EXERCISE DESCRIPTION: Starting at the line that contains "474, row 187." in the listing below, write out every line word for word until you have written the line that contains "Query: sofa armrest".
--- SUPPLIED MATERIAL ---
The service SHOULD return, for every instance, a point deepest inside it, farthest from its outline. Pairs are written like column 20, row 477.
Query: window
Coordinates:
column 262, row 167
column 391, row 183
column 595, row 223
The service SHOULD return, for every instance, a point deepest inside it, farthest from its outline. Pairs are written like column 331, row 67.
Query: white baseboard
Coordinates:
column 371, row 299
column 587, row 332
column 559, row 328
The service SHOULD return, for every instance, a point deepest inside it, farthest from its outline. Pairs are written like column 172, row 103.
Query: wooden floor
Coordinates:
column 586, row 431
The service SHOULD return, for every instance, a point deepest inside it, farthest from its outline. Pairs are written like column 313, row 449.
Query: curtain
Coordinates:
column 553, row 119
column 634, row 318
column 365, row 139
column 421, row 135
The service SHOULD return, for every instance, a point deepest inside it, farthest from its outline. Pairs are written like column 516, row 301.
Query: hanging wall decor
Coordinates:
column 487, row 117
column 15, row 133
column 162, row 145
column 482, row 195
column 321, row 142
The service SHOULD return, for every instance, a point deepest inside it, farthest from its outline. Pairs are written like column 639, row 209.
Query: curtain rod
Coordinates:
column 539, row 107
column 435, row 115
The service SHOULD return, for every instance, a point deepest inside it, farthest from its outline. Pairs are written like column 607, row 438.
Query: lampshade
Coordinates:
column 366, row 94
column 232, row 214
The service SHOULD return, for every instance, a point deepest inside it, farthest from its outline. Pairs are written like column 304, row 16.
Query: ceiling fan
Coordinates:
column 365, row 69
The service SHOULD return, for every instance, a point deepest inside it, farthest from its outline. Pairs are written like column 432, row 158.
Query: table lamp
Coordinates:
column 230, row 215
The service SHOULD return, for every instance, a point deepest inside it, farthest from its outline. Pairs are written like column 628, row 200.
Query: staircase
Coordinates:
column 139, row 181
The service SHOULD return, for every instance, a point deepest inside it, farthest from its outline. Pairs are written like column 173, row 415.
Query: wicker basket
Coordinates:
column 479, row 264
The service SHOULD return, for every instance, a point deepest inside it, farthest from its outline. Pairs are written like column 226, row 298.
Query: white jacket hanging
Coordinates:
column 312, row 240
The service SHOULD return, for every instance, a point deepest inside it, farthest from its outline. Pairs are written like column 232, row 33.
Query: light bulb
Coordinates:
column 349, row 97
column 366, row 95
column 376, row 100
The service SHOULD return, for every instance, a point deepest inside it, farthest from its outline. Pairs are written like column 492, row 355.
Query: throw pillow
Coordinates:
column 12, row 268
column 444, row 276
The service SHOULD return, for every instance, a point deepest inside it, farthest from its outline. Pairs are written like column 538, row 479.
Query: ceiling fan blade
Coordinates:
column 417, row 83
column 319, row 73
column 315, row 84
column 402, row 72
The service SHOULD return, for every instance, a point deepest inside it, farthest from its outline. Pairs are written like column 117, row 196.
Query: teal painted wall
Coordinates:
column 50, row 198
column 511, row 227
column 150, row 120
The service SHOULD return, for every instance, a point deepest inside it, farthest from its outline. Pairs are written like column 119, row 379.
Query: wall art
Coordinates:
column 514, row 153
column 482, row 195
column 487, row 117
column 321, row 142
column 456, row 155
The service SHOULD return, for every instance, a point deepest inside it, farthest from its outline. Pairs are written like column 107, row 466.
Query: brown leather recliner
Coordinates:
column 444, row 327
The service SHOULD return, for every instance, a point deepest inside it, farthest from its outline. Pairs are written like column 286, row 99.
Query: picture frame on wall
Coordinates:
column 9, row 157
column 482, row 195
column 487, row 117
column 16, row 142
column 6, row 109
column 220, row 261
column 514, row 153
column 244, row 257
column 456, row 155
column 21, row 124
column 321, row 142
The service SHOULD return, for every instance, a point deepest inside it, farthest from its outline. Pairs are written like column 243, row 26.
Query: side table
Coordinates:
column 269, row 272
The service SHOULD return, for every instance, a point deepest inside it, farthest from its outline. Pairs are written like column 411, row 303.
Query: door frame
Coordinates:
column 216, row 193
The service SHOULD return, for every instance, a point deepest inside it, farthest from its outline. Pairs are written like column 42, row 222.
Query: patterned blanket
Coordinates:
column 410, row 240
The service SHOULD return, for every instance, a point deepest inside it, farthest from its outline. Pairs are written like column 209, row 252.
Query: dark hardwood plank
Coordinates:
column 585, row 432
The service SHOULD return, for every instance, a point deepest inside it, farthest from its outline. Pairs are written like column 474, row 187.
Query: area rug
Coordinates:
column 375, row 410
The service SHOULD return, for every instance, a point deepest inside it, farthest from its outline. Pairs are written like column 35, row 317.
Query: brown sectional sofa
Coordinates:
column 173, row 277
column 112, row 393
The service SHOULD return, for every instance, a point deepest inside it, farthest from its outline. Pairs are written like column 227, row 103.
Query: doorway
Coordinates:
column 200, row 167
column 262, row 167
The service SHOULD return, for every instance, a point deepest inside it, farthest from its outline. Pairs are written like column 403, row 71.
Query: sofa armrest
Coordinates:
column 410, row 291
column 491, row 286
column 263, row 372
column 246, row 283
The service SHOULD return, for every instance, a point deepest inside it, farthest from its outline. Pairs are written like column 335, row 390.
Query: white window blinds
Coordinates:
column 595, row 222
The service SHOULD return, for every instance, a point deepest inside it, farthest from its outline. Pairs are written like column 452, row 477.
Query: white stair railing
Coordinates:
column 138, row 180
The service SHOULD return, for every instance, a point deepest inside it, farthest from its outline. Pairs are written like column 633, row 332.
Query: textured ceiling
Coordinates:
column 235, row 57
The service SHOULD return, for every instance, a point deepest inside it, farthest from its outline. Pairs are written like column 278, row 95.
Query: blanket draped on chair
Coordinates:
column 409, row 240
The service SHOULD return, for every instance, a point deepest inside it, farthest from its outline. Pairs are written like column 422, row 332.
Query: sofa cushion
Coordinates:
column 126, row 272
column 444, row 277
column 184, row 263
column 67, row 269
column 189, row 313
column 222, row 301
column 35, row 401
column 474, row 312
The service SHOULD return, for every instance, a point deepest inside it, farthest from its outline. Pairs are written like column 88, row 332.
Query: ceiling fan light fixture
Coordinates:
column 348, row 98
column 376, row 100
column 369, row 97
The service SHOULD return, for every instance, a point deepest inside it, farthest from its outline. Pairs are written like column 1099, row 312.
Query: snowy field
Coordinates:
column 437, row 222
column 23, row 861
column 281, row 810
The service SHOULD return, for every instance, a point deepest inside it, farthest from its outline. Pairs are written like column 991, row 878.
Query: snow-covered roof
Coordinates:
---
ANSWER TO THE PROBLEM:
The service SHOULD return, for every instance, a point deepest inside it, farthest from its outline. Pairs are written like column 474, row 187.
Query: area rug
Coordinates:
column 375, row 410
The service SHOULD return, for every instance, a point deepest inside it, farthest from its outline. Pairs are written like column 35, row 317.
Query: brown sectional sofa
Coordinates:
column 173, row 277
column 112, row 393
The service SHOULD return, for every instance, a point deepest inside it, farthest from its outline. Pairs are written like column 227, row 103.
Query: doorway
Coordinates:
column 200, row 167
column 262, row 167
The service SHOULD return, for every instance, a point deepest inside it, farthest from its outline. Pairs are written like column 403, row 71.
Query: sofa armrest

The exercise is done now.